Goal of the exercise
From the entries that follow, copy each line containing the word "pocket".

Items listed in a dataset:
════════

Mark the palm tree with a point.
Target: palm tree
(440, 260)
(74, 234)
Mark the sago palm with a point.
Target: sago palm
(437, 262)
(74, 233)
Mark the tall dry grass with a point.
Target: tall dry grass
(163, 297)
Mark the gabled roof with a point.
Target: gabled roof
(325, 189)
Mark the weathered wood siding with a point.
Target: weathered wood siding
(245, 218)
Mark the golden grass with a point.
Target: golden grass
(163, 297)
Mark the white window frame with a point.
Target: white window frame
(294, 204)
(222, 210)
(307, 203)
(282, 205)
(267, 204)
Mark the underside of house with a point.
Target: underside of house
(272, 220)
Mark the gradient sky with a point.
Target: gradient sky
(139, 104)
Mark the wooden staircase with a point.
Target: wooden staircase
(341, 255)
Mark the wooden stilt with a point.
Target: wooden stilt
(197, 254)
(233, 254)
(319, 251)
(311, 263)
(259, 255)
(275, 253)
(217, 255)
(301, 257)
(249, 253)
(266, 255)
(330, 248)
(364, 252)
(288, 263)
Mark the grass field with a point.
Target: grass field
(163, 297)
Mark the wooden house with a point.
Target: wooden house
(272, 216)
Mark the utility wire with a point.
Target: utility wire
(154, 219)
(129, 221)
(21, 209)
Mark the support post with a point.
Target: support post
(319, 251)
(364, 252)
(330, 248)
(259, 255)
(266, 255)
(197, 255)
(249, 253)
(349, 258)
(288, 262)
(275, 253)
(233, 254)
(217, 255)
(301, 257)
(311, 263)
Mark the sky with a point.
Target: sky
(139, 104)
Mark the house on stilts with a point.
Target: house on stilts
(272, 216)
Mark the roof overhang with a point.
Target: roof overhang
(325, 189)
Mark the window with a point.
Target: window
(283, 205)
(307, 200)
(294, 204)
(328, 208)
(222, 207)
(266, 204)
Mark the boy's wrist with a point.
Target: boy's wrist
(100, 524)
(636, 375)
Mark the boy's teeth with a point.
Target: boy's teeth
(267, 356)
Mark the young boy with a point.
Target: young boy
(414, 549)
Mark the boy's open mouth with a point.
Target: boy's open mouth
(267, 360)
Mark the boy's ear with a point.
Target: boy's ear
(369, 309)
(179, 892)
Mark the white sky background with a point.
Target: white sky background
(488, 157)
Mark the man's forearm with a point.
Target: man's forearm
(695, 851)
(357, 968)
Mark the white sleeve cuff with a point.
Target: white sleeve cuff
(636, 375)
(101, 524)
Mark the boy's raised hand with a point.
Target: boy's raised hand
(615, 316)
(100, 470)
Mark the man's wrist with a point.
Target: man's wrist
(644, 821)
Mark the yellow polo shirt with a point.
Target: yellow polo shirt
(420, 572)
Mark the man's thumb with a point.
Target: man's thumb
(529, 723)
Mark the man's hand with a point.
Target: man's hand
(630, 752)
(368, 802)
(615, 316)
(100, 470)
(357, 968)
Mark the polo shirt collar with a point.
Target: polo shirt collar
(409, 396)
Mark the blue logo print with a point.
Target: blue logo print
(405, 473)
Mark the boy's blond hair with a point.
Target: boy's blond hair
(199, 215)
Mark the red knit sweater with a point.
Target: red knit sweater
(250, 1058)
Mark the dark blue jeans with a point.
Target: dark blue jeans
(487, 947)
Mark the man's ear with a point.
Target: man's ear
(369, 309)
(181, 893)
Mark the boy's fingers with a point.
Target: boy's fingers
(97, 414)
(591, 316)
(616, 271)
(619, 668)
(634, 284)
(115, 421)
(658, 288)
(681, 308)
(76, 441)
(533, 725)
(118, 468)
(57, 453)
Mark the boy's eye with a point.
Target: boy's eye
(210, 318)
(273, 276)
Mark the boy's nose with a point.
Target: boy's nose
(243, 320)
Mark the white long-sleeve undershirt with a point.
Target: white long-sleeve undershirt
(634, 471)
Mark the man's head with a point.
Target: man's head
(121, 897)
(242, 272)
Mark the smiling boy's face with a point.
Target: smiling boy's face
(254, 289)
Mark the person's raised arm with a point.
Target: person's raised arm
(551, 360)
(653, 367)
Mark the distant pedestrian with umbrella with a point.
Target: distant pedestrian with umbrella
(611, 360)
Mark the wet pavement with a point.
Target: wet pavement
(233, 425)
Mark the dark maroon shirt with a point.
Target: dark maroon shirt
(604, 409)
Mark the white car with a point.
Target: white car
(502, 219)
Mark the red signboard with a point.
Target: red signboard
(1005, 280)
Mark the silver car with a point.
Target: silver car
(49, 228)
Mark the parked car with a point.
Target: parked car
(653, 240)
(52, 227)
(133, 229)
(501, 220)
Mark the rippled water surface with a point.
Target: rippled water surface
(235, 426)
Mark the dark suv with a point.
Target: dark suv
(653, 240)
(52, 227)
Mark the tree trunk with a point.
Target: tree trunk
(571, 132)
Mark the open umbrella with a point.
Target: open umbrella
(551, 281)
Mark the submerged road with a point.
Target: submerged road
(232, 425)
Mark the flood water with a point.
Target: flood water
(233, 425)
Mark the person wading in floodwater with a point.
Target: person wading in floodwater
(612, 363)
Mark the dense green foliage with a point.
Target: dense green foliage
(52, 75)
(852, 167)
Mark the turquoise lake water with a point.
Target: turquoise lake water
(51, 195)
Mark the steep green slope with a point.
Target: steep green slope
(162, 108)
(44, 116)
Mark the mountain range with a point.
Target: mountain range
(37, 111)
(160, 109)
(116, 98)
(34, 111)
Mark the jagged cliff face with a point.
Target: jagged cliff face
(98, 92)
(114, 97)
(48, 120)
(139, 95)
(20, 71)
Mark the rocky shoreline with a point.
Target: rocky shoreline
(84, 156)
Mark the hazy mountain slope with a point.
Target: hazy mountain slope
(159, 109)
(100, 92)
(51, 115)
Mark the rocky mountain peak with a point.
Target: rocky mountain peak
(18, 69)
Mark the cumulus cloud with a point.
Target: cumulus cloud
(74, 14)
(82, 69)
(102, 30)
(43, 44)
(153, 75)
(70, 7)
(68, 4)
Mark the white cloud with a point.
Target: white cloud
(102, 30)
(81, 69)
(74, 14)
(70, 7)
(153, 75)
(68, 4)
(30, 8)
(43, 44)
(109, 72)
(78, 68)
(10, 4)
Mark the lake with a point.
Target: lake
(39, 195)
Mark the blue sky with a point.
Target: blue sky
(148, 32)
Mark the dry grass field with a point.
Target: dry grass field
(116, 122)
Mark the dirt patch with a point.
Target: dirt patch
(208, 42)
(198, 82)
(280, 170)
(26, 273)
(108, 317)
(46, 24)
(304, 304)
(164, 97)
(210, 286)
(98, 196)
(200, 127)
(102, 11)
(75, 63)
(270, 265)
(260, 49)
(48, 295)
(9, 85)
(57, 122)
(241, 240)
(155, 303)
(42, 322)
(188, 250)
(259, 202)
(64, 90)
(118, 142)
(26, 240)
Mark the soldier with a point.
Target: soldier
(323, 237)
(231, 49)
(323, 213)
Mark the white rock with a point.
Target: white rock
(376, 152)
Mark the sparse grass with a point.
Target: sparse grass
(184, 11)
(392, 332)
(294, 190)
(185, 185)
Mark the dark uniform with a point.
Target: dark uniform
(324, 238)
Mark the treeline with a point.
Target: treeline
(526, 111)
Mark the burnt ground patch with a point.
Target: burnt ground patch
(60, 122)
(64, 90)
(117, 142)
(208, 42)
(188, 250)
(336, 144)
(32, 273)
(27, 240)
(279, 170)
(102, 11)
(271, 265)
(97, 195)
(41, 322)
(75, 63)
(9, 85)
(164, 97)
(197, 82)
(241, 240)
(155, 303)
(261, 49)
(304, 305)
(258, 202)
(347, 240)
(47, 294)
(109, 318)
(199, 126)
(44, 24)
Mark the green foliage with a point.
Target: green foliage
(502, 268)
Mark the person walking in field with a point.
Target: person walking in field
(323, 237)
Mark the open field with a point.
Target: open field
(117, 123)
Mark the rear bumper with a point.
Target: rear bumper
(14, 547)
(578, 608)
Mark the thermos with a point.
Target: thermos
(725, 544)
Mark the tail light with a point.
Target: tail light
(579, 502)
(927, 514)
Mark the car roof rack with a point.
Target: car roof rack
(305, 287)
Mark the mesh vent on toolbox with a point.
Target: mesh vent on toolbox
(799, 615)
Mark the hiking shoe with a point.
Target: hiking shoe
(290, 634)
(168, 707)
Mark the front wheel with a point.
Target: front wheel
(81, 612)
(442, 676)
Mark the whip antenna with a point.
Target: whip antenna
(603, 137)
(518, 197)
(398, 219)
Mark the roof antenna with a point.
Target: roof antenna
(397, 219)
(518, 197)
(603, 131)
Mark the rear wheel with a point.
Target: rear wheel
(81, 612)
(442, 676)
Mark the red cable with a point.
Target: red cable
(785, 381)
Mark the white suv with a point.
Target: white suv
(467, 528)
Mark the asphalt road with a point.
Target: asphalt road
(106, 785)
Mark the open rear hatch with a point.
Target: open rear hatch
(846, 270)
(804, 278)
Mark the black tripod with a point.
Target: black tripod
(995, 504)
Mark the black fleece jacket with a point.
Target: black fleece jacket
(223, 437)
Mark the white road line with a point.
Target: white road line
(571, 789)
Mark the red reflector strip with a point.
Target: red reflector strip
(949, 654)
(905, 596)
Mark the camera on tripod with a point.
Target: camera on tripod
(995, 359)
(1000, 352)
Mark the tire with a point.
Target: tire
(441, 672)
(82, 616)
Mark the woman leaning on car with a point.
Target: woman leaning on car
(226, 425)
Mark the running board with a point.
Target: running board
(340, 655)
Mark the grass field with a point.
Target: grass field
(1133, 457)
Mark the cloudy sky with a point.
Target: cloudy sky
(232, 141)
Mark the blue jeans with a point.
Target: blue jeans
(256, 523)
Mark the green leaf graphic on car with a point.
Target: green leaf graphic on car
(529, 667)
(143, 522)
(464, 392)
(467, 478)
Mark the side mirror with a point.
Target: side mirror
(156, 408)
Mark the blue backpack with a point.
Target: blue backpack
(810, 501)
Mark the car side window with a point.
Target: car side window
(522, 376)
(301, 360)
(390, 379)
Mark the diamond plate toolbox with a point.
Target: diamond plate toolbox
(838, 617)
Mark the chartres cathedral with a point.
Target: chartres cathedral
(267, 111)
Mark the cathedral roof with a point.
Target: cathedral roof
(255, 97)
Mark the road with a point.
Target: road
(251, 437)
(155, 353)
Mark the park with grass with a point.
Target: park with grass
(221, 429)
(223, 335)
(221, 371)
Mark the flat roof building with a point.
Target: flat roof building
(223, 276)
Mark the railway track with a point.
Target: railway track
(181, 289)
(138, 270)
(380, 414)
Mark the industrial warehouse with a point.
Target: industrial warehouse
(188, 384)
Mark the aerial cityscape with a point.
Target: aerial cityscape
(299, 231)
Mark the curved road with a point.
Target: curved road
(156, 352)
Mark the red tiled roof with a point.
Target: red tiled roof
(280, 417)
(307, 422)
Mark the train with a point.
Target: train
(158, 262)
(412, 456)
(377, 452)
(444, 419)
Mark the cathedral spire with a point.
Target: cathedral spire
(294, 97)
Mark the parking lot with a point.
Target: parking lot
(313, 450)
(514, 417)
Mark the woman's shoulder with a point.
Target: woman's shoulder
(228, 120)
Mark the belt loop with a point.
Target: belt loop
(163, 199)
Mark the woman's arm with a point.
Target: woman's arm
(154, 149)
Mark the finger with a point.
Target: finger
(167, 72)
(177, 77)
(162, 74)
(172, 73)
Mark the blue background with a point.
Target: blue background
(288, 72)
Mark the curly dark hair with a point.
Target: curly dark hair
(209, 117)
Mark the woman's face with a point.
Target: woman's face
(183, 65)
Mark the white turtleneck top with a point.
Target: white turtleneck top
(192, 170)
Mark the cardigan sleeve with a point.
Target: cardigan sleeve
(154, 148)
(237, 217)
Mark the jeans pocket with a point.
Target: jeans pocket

════════

Solution for this problem
Mark the jeans pocket with a point.
Target: jeans pocket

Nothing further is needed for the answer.